===== Information shown

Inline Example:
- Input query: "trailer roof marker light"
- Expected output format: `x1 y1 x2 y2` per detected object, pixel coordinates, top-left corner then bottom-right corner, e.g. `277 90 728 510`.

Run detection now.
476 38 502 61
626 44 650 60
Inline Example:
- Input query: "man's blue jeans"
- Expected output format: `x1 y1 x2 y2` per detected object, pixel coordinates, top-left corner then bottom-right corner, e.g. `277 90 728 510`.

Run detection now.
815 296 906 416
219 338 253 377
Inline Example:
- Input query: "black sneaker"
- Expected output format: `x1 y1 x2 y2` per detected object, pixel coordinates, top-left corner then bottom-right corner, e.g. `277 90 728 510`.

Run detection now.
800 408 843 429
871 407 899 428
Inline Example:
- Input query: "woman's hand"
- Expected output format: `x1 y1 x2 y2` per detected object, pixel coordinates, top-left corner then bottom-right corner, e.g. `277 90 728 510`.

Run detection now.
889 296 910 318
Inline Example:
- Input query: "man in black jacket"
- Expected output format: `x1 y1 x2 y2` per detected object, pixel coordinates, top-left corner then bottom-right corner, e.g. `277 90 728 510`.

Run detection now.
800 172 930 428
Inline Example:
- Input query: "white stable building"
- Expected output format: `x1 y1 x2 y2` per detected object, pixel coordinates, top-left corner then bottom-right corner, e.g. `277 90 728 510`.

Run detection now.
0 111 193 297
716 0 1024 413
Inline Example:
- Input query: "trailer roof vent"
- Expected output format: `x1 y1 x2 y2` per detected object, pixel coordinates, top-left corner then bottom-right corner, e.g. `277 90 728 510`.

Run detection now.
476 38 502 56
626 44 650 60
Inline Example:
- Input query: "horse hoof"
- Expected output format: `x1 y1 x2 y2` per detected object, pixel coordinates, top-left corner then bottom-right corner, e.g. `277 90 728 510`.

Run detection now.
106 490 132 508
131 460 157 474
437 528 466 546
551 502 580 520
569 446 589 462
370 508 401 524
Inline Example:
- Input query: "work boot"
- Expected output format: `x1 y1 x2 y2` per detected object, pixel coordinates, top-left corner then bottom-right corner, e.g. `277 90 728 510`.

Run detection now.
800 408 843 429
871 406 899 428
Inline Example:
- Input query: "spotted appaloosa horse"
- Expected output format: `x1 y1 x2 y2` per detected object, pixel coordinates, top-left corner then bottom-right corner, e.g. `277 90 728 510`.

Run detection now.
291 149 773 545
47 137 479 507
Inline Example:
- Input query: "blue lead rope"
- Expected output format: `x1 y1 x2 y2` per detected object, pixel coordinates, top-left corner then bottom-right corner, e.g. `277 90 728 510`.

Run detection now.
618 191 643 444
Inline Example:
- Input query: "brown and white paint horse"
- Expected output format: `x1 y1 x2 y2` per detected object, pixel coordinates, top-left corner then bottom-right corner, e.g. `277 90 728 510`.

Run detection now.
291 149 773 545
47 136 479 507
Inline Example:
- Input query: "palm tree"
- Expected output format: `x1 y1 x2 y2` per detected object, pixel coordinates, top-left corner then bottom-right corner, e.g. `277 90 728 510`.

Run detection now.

==========

▶ [Task brief] Reproduce all of the lines above verbatim, from the first through the last, with no changes to wording, punctuation, or spacing.

▶ [Answer]
Inline Example:
- Input query: "trailer roof marker light"
- Expected output format: `x1 y1 x2 y2` per detected object, pixel coordinates, top-left corner then bottom-right corner, e.g. `277 90 728 510`.

Run detection now.
476 38 502 61
626 44 650 60
Inline Example:
- Input query: "man's blue jeans"
- Expected output format: `x1 y1 x2 y2` per detected object, pixel coordinates, top-left corner then bottom-right corner, e.g. `277 90 728 510`.

Run detection now.
815 296 906 416
219 338 253 377
Inline Example:
- Input query: "black sneaker"
- Expected output format: `x1 y1 x2 y2` per detected object, pixel coordinates, top-left corner then bottom-right corner, e.g. `277 90 728 510`.

Run detection now.
800 408 843 429
871 407 899 428
Inline Example:
- Input query: "woman's hand"
- Expected output format: `x1 y1 x2 y2` per detected object, pixel coordinates, top-left corner then bottom-right corner, e.g. `277 90 728 510`.

Run detection now.
889 296 910 318
Inline Example:
- Input query: "man in black jacket"
- Expected output format: `x1 y1 x2 y2` per detected object, pixel coordinates, top-left corner then bottom-right corner, e.g. `277 90 728 510`.

Run detection now.
800 172 930 428
Inline Example:
- Input query: "white stable building"
- Expected output format: `x1 y1 x2 y2` per detected object, pixel coordinates, top-left corner then bottom-right corner, e.g. `277 90 728 510`.

Run detection now.
0 111 193 297
716 0 1024 413
Inline Example:
- Input query: "trailer roof vent"
- Expected output format: `x1 y1 x2 y2` per detected object, pixel coordinates, top-left corner then bottom-right corner, e.g. `277 90 728 510`.

Run detection now.
476 38 502 56
626 44 650 60
Inline Example:
- Input query: "horse hoof"
- Expected output format: `x1 y1 x2 y2` per detected object, pixel coordinates, top-left corner then bottom-right corner, e.g. `277 90 728 510`.

Run detection now.
106 490 132 508
131 460 157 474
437 528 466 546
551 502 580 520
569 446 589 462
370 508 401 524
Inline Example:
- Input query: "work boot"
- Expected output format: `x1 y1 x2 y2` per detected object, pixel coordinates, top-left corner then bottom-right corner, e.g. `277 90 728 510`.

Run detection now.
800 408 843 429
871 406 899 428
Inline Example:
- Input query: "spotted appaloosa horse"
- Expected output format: `x1 y1 x2 y2` per detected object, pixel coordinates, top-left corner then bottom-right corner, e.g. `277 90 728 510`.

Run detection now.
291 149 773 545
47 137 479 507
Inline Example:
- Input query: "blue lead rope"
- Expected output format: `x1 y1 x2 y2` per detected object, pixel coordinates, top-left corner then bottom-right corner, e.g. `277 90 728 510`.

Run detection now.
618 191 643 444
Inline Example:
- Input query: "brown and white paint horse"
- Expected output format: `x1 y1 x2 y2` per detected object, pixel coordinates, top-left corner then bottom-right corner, e.g. `277 90 728 510`.

Run detection now.
291 149 773 545
47 136 479 507
Inline Example:
- Input query: "palm tree"
- Expected output format: `x1 y1 x2 y2` per detected object, pixel coordinates, top-left corner then bottom-right corner, e.g. `277 90 728 510`.

Run detection now.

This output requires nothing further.